• **ENTRIES PROVIDED**:

------------------------

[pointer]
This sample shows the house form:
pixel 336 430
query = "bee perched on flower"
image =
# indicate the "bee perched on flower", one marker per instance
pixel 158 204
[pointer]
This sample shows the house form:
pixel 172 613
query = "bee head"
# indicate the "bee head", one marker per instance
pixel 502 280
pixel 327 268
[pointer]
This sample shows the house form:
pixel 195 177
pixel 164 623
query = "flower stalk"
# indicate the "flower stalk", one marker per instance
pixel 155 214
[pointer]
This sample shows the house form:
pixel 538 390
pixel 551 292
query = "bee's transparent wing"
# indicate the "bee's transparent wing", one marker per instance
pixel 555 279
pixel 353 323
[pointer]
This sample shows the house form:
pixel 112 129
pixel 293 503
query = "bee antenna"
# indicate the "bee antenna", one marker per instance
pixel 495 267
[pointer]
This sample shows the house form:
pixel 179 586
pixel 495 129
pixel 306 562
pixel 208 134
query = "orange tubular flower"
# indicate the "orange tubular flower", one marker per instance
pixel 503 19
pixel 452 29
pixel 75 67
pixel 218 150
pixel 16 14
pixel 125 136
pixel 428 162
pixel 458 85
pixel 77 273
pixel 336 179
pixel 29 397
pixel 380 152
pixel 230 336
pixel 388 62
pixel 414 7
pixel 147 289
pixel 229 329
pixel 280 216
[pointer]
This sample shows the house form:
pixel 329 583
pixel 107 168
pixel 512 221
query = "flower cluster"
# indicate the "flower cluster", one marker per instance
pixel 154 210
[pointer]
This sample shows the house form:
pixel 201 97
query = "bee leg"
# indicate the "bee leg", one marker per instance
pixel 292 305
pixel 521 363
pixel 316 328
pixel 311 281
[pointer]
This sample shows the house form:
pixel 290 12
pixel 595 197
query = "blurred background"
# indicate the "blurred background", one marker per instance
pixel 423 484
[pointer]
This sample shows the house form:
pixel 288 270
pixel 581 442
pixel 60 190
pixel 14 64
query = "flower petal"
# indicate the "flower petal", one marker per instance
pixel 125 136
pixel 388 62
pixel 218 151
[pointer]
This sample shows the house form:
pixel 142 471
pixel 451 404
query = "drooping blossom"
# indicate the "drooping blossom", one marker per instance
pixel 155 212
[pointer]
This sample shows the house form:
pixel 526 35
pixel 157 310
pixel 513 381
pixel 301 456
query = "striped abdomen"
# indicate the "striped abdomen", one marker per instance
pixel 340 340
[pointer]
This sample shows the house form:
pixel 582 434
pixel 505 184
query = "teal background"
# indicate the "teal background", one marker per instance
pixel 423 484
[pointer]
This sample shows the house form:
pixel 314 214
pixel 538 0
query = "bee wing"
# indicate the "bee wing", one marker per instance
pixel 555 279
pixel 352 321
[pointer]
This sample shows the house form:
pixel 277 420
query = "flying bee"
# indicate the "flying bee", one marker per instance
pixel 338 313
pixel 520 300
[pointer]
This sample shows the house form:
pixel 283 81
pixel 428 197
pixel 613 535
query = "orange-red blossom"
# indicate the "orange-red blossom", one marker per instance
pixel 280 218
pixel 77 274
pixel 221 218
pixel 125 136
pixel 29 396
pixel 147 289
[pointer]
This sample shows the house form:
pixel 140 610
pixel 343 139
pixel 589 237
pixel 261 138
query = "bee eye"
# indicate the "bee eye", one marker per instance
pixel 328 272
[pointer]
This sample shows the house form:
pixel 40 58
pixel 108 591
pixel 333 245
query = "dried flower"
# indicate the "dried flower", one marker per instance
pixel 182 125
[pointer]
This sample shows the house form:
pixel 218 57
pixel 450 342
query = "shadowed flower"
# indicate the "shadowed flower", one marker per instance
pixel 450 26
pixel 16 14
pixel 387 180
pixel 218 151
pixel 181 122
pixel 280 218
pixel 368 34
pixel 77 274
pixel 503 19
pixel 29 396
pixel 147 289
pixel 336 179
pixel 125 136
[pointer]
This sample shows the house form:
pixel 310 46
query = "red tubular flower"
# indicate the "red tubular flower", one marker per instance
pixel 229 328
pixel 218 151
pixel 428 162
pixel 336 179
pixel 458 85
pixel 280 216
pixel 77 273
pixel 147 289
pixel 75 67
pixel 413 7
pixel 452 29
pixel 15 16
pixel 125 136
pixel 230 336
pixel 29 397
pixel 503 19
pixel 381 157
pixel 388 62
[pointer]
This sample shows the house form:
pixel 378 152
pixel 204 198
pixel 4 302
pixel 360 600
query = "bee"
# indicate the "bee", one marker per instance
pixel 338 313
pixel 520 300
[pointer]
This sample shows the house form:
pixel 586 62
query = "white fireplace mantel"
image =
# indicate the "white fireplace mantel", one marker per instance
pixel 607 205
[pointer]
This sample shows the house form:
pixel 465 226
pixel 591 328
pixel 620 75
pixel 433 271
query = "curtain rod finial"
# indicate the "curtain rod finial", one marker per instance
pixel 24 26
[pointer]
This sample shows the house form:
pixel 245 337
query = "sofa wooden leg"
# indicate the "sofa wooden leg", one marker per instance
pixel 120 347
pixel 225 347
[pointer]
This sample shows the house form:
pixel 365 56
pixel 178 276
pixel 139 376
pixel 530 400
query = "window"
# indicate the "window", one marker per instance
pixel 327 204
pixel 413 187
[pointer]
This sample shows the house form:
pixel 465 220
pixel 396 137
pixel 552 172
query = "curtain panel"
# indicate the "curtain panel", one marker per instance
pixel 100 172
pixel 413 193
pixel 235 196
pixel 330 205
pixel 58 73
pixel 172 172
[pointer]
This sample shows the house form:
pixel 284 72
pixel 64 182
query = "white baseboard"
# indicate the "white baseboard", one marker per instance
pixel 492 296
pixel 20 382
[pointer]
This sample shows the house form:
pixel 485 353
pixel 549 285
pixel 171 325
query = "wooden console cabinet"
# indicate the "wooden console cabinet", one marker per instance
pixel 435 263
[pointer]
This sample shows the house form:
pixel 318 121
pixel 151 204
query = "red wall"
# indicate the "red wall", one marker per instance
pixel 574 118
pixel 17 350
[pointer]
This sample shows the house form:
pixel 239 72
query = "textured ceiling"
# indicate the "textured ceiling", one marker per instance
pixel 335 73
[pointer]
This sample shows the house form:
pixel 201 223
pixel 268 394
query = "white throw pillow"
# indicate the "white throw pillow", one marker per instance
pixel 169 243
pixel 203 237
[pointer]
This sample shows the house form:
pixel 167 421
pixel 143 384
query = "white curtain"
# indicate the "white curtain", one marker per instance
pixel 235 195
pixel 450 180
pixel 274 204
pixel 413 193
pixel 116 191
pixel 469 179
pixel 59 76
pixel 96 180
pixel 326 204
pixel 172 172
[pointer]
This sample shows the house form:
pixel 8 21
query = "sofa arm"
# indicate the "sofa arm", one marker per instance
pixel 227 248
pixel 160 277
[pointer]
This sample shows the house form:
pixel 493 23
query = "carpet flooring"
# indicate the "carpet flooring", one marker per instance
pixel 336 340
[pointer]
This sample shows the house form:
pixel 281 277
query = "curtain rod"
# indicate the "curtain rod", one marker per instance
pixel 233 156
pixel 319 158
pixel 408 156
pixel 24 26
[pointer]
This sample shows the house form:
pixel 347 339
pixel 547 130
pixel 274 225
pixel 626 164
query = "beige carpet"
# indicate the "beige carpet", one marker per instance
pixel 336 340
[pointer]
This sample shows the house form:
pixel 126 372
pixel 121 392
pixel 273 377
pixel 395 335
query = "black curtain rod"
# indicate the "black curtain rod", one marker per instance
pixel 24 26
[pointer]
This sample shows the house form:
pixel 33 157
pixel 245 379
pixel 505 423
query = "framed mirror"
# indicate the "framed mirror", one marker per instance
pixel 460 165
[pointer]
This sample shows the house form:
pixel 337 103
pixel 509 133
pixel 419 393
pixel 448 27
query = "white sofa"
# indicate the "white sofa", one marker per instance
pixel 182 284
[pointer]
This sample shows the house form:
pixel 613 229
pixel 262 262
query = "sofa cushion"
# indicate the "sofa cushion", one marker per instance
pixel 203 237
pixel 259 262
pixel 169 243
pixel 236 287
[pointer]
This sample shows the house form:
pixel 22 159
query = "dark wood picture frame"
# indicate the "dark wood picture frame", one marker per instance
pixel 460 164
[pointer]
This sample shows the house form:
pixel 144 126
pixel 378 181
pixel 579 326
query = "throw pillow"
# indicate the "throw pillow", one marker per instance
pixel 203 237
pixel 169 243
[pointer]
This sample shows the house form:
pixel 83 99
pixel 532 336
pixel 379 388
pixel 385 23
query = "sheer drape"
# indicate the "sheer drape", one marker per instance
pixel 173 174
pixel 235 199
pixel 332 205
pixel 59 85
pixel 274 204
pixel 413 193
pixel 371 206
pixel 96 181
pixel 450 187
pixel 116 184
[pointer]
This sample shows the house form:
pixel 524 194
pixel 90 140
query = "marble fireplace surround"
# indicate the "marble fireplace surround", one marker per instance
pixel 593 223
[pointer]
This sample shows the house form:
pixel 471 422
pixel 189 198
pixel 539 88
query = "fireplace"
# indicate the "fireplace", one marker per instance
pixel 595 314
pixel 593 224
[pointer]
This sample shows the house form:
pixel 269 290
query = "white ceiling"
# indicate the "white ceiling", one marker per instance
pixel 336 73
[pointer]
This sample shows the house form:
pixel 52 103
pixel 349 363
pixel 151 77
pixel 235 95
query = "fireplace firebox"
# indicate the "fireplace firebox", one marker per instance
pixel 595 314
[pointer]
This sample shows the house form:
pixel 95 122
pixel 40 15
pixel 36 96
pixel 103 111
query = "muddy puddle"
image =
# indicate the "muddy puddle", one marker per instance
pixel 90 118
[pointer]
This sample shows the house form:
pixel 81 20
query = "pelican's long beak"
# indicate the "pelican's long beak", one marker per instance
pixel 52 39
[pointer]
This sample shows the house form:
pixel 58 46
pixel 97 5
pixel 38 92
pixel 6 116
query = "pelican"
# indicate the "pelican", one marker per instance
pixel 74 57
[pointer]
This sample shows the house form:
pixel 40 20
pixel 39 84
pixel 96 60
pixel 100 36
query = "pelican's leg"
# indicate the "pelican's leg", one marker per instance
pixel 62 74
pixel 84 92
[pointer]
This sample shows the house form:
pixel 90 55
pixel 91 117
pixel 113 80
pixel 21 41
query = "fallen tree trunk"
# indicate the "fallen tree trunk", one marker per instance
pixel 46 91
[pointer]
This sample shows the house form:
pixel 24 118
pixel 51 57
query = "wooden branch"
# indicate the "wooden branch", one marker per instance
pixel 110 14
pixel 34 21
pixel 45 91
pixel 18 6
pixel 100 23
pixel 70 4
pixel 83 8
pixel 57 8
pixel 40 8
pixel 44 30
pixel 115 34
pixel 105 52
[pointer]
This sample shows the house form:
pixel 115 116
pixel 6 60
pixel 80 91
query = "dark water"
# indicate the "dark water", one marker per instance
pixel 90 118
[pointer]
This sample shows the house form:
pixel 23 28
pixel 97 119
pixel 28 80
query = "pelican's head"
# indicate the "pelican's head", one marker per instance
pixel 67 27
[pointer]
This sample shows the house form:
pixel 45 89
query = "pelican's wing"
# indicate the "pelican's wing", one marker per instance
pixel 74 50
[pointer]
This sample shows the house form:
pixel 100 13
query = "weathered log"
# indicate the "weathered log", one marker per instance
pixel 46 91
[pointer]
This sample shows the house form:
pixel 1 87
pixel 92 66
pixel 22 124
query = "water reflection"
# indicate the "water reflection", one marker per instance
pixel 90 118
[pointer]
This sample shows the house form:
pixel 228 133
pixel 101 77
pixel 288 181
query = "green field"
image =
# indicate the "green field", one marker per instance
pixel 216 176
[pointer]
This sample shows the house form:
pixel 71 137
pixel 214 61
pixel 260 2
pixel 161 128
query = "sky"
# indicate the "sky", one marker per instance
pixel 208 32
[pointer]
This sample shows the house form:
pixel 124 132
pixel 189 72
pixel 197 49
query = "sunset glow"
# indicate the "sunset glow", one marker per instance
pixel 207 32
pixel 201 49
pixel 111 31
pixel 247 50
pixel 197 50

------------------------

Give back the stretch of lines from the very start through the line with "pixel 327 268", changing each "marker" to "dot" and leaving everything else as it is.

[pointer]
This sample shows the house form:
pixel 336 430
query = "bee perched on flower"
image =
# indicate the "bee perched on flower", one dot per instance
pixel 158 204
[pointer]
This sample shows the house form:
pixel 172 613
query = "bee head"
# indicate the "bee head", one dot per instance
pixel 502 280
pixel 327 268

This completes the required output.